Written exercise »
Please set out the data as a numbered list, beginning at the line that contains "Find the green" and continuing through the last line of the data, with blank lines omitted.

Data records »
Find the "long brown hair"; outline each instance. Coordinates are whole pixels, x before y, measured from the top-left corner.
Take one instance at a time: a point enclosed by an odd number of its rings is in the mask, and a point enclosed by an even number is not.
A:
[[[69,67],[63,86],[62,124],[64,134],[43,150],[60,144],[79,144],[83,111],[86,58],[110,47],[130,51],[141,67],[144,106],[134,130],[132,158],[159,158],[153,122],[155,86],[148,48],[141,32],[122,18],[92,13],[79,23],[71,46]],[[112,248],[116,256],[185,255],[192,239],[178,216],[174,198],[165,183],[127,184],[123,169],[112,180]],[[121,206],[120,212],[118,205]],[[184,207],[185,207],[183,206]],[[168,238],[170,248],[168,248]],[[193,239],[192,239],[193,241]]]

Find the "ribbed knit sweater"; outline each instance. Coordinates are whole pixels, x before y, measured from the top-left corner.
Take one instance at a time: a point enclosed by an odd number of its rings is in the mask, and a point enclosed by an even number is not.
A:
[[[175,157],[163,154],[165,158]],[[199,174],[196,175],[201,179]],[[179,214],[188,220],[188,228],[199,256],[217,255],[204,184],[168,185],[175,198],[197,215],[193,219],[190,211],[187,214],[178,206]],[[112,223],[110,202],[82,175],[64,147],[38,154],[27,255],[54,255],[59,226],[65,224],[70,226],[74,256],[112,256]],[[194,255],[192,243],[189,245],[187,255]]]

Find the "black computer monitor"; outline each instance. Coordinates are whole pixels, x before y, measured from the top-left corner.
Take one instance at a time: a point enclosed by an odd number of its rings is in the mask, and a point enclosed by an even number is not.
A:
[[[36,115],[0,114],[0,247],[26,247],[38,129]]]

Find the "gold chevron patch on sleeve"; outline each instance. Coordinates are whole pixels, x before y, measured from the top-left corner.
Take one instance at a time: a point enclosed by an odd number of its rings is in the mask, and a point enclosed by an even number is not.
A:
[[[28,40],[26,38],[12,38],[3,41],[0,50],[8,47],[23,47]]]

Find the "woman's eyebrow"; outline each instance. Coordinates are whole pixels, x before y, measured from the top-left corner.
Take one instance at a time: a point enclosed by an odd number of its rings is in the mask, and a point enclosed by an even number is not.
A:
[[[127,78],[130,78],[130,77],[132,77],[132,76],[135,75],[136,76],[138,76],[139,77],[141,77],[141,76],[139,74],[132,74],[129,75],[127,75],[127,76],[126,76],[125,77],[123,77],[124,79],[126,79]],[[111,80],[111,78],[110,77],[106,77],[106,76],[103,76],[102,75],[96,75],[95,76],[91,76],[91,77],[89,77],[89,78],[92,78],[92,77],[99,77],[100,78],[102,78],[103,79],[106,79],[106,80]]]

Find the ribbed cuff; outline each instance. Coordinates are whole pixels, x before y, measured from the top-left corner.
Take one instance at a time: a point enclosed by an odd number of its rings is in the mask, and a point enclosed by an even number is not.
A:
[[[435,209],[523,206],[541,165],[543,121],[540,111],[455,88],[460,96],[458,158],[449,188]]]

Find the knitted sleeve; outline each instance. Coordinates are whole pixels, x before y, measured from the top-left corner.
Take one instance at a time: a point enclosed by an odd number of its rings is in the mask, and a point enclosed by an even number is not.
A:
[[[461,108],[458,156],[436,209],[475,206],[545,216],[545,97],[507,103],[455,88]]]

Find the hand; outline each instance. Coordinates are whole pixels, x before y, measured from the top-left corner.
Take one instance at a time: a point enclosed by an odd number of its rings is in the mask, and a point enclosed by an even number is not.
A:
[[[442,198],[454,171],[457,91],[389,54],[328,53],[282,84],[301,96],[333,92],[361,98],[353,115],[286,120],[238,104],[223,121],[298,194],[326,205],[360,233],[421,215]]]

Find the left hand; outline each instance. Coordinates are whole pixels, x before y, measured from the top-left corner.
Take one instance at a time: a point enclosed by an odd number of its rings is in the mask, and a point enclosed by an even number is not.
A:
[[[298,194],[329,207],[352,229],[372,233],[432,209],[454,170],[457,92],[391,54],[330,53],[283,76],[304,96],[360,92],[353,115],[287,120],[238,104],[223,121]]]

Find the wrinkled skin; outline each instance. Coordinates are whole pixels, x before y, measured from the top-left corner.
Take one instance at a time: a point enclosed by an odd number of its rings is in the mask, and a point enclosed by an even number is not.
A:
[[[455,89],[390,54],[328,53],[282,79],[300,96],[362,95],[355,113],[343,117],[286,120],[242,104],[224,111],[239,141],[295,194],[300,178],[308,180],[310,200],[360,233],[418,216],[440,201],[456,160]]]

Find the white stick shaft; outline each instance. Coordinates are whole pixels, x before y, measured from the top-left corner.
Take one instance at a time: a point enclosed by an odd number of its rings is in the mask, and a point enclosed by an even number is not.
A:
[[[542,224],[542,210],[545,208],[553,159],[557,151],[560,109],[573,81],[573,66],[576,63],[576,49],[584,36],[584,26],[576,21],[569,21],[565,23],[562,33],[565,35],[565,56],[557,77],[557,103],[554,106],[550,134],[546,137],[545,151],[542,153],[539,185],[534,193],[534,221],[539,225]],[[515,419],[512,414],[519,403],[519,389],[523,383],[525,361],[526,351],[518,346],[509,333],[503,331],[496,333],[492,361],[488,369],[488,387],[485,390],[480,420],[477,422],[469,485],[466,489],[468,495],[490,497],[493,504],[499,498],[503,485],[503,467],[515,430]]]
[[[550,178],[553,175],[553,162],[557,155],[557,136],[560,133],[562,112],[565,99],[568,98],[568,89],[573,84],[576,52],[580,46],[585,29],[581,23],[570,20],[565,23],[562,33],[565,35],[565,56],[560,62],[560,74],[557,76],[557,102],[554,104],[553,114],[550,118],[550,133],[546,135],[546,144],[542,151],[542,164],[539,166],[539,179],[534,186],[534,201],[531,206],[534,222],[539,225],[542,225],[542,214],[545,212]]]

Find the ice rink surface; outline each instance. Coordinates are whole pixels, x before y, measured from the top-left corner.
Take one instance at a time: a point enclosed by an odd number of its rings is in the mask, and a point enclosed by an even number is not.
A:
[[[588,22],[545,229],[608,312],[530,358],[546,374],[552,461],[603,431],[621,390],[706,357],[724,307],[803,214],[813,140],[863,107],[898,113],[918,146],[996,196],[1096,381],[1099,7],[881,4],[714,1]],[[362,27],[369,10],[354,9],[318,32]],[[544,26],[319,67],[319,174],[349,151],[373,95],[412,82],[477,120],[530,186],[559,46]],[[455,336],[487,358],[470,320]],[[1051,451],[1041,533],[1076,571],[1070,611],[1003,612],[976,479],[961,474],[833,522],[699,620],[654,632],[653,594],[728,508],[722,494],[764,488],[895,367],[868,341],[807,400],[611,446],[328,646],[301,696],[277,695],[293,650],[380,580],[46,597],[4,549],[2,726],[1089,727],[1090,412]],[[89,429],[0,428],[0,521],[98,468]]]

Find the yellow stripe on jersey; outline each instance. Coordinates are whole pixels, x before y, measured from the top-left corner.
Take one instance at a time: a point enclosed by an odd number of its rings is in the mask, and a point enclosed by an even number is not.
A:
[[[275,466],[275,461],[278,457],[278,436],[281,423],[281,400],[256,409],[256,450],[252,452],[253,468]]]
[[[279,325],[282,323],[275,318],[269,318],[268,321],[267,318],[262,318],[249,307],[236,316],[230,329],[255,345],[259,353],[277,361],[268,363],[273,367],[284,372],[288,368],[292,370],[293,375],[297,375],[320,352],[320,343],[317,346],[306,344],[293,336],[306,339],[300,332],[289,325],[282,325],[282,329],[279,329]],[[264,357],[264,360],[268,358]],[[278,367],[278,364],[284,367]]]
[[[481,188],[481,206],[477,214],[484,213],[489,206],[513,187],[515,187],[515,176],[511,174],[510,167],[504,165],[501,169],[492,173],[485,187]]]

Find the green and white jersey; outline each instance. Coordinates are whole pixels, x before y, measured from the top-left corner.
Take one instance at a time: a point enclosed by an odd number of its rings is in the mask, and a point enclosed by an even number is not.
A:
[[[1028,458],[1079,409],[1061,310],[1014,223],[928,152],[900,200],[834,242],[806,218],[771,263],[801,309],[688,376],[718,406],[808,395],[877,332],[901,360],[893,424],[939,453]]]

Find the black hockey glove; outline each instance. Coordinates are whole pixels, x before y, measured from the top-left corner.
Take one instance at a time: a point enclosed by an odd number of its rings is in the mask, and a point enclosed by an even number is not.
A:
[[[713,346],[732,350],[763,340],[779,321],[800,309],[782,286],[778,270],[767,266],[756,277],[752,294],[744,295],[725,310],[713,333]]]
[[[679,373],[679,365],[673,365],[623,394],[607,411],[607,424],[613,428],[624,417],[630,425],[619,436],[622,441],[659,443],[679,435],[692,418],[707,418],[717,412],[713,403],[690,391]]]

Response to the exercise »
1. Find the green and white jersey; outline each instance. Coordinates are whole pixels, x before y, measured from the top-left corner.
2. Take one instance at a time: a point enclosed by an odd number of its rings is in the mask, and a point enclosed by an even number is not.
3. A:
4. [[[1028,458],[1079,409],[1061,310],[1014,223],[928,152],[900,200],[834,242],[806,218],[771,263],[801,309],[688,376],[718,406],[808,395],[877,332],[901,360],[893,424],[939,453]]]
5. Find the black hockey glove; outline each instance. Coordinates are whole pixels, x before y, measured from the top-left corner.
6. Take one instance at a time: a point enclosed by an odd number of its rings is in the mask, and a point enclosed by an even number is not.
7. A:
8. [[[713,346],[732,350],[763,340],[779,321],[800,309],[782,286],[778,270],[767,266],[756,277],[752,294],[744,295],[725,310],[713,333]]]
9. [[[679,373],[679,365],[673,365],[623,394],[607,411],[607,424],[613,428],[624,417],[630,425],[619,436],[622,441],[659,443],[679,435],[692,418],[707,418],[717,412],[713,403],[690,391]]]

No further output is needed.